*** EXTRACT PROVIDED ***
Even though Pardon Attorney Roger Adams made the White House aware of the facts of the Vignali case, no one ever contacted Minnesota law enforcement, the federal prosecutors there, or Judge David Doty. Todd Jones, the U.S. Attorney and the chief prosecutor, told Roger Adams he was against the pardon because “it was a no-brainer,” and he “did not believe there was any way he was going to be granted (a pardon) in this case.”
Jones’ Assistant U.S. Attorney Denise Reilly told me that she had opposed a pardon, and that it was “bought with money.” Judge Doty sent a letter to the Justice Department opposing clemency because of Vignali’s role in the conspiracy and his lack of remorse.
*** End of EXTRACT PROVIDED ***
*** RECORDED DATA ***
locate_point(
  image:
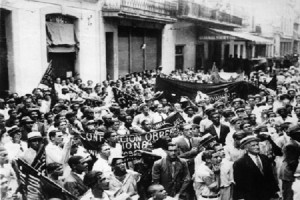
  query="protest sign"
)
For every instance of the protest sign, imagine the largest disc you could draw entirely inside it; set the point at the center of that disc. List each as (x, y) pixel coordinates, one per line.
(180, 88)
(130, 143)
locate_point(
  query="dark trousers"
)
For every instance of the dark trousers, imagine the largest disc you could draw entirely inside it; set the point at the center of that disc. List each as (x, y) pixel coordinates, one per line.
(287, 192)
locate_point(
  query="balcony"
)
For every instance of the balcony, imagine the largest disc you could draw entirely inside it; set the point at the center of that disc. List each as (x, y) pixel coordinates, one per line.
(194, 11)
(153, 10)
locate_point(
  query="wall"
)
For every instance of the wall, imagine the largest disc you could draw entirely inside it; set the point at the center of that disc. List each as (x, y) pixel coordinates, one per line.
(168, 49)
(186, 34)
(27, 55)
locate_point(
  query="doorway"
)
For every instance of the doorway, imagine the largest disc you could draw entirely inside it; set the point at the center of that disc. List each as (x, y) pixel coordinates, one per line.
(109, 37)
(4, 82)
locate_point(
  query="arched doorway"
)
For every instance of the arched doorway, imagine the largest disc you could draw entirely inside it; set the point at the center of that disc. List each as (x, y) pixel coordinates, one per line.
(62, 44)
(4, 80)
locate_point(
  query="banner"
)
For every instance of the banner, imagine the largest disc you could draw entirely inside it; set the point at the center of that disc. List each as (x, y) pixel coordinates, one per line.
(35, 186)
(172, 120)
(123, 99)
(39, 162)
(47, 78)
(29, 181)
(130, 143)
(179, 88)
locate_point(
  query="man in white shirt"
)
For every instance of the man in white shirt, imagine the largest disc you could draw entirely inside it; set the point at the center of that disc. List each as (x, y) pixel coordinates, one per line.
(102, 160)
(138, 119)
(112, 139)
(54, 150)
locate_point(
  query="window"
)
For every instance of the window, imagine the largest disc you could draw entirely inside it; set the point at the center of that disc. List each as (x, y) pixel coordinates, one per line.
(179, 59)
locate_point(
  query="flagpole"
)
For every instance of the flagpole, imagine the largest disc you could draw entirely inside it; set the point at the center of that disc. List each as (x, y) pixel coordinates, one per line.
(49, 65)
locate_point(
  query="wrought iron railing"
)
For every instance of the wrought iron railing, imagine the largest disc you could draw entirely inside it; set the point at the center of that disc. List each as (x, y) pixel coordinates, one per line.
(195, 10)
(143, 7)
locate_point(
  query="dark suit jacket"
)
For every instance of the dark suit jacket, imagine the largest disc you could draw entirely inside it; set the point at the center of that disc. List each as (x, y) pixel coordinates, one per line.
(251, 184)
(185, 148)
(223, 133)
(162, 174)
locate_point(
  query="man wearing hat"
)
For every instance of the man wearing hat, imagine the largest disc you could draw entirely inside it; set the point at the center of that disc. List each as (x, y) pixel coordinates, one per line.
(217, 129)
(16, 147)
(253, 173)
(74, 182)
(189, 113)
(26, 128)
(34, 144)
(145, 114)
(291, 154)
(206, 122)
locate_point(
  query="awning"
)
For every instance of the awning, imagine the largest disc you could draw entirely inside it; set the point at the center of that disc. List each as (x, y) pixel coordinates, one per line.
(244, 36)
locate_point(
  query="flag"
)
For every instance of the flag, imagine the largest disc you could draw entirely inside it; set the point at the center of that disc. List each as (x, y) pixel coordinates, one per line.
(215, 76)
(39, 162)
(240, 77)
(29, 181)
(272, 84)
(48, 76)
(35, 186)
(51, 190)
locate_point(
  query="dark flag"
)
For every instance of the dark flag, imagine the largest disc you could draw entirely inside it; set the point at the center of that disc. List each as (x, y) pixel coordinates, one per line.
(172, 120)
(123, 99)
(47, 78)
(29, 180)
(35, 186)
(39, 162)
(53, 190)
(272, 84)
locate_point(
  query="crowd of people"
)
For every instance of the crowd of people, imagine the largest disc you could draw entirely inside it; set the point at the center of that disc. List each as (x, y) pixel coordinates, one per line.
(227, 149)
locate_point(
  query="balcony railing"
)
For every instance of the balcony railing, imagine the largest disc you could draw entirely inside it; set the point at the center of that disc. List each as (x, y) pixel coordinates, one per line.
(161, 9)
(196, 11)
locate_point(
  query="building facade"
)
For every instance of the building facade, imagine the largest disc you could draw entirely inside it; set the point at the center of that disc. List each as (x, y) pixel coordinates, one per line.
(100, 39)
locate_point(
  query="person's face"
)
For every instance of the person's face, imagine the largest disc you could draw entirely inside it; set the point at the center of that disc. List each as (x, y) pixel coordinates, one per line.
(81, 167)
(34, 116)
(215, 118)
(3, 157)
(58, 80)
(50, 118)
(29, 124)
(253, 147)
(35, 144)
(58, 171)
(215, 159)
(16, 122)
(62, 126)
(116, 126)
(17, 138)
(90, 114)
(128, 120)
(146, 110)
(248, 110)
(247, 127)
(28, 103)
(58, 138)
(102, 183)
(297, 111)
(236, 104)
(105, 150)
(190, 111)
(237, 125)
(13, 114)
(270, 101)
(160, 193)
(120, 165)
(172, 151)
(113, 138)
(187, 131)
*** End of RECORDED DATA ***
[WHAT IS NEEDED] Please say, from the text on the Vignali pardon, why Judge Doty opposed clemency.

[OUTPUT OF THE EXERCISE] Because of Vignali's role in the conspiracy and his lack of remorse.